[Begin]

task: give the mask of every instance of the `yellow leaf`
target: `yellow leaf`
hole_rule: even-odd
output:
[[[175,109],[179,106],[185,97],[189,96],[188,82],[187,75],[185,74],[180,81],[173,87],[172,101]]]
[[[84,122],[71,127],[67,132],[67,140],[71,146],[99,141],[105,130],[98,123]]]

[End]

Problem description:
Output every row above again, unchanged and line for line.

Answer to this exercise:
task: give the mask of every instance of the `yellow leaf`
target: `yellow leaf`
hole_rule: even-odd
output:
[[[175,109],[179,106],[185,97],[189,96],[188,82],[187,75],[185,74],[180,81],[173,87],[172,101]]]
[[[84,122],[71,127],[67,132],[67,140],[71,146],[99,141],[105,130],[98,123]]]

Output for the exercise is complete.